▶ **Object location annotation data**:
+++++

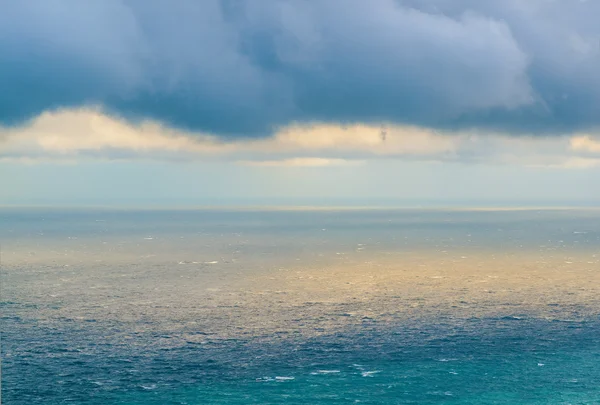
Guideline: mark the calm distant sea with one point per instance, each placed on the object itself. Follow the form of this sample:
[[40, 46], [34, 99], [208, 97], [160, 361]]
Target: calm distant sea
[[218, 307]]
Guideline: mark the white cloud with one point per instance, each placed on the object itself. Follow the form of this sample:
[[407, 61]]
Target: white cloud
[[72, 135]]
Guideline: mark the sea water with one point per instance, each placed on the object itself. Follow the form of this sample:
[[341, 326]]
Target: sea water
[[300, 306]]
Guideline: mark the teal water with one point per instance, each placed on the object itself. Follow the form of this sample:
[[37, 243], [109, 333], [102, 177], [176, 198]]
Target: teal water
[[91, 308]]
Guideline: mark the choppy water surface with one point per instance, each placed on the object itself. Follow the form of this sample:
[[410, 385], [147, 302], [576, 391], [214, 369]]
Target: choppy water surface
[[305, 307]]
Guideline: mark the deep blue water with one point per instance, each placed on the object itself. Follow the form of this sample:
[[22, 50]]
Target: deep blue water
[[435, 359]]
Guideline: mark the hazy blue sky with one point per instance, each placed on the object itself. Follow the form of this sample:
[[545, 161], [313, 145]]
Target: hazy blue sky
[[286, 101]]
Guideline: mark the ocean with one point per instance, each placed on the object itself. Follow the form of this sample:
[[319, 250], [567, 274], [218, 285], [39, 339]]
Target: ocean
[[300, 306]]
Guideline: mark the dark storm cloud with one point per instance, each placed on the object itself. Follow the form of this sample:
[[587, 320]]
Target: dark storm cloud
[[242, 68]]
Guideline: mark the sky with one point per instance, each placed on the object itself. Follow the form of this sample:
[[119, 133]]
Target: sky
[[337, 102]]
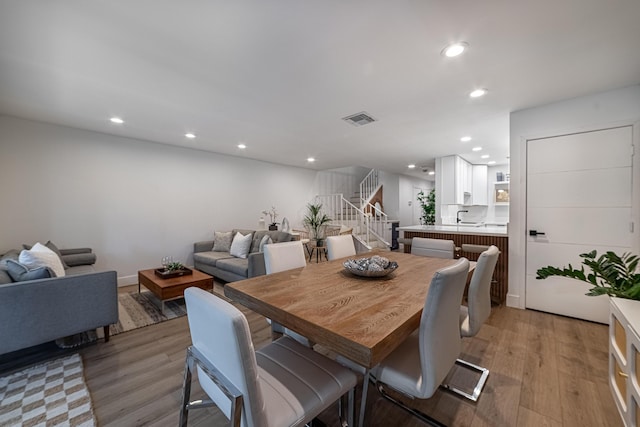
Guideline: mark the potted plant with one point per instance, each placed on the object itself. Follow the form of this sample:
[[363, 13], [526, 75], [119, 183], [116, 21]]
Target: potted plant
[[315, 221], [611, 274], [428, 205], [273, 215]]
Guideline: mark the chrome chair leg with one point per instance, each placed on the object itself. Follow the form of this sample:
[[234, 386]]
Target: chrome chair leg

+++++

▶ **YOUR GOAL**: Recast the material above as a JSON list of strings with one string per line, skipping blank lines. Leave the pictures out.

▶ **EXERCISE OUTPUT**:
[
  "Guideline: mark the calm distant sea with one point per instance, each placed on the object itself. Follow the form of this sample:",
  "[[40, 46], [34, 99], [208, 97], [160, 361]]",
  "Target: calm distant sea",
  "[[218, 307]]",
  "Guideline: mark the white cloud with one point per instance, each placed on the object itself. Follow the form of this sample:",
  "[[407, 61]]",
  "Target: white cloud",
  "[[72, 135]]",
  "Guideline: mark the sea water with one point per instance, each placed on the object itself. Follow the form of this sample:",
  "[[341, 326]]",
  "Target: sea water",
  "[[300, 306]]",
  "Guideline: mark the teal water with one point per instance, each placed on the object itself. Follow the form of this sample:",
  "[[37, 243], [109, 333], [102, 177], [176, 198]]",
  "Target: teal water",
  "[[91, 308]]",
  "Guideline: mark the choppy water surface with one point per instance, each placed on the object itself. Follow the form of this sample:",
  "[[410, 385], [147, 302], [576, 391], [214, 369]]",
  "Target: choppy water surface",
  "[[305, 307]]",
  "Guideline: mark the deep blue water with one point per instance, each placed on the object itself. Follow the form of this sample:",
  "[[22, 50]]",
  "Target: deep blue water",
  "[[435, 359]]",
  "Guideline: mark the hazy blue sky with one point per instance, each placed on the object itself. Follow the form of this sample:",
  "[[545, 161], [313, 145]]",
  "Target: hazy blue sky",
  "[[286, 101]]",
  "Guideline: mark the ocean with one point per instance, each placed on the object itself. Follow the form of this sample:",
  "[[319, 250], [567, 274], [218, 285], [39, 339]]",
  "Target: ocean",
  "[[300, 306]]",
  "Guideline: mark the dark storm cloud with one point per instance, each placed on the object itself. Follow the form of this sample:",
  "[[587, 320]]",
  "Target: dark storm cloud",
  "[[242, 68]]",
  "Guideline: mark the sky with one point per instance, each placed on the object itself. Follow the form of this sample:",
  "[[119, 133]]",
  "Target: sky",
  "[[337, 102]]",
  "Guideline: mark the potted plant with one point per instance, each placed on the object itself. Follow the form of this sample:",
  "[[363, 13], [526, 75], [119, 183], [116, 21]]",
  "Target: potted plant",
  "[[315, 221], [611, 274], [428, 205], [273, 215]]",
  "Guideline: mark the chrome chair leg with one point per instance, each placed on the object itself. Follow the form of this sample:",
  "[[234, 386]]",
  "Target: chrome chair leg"
]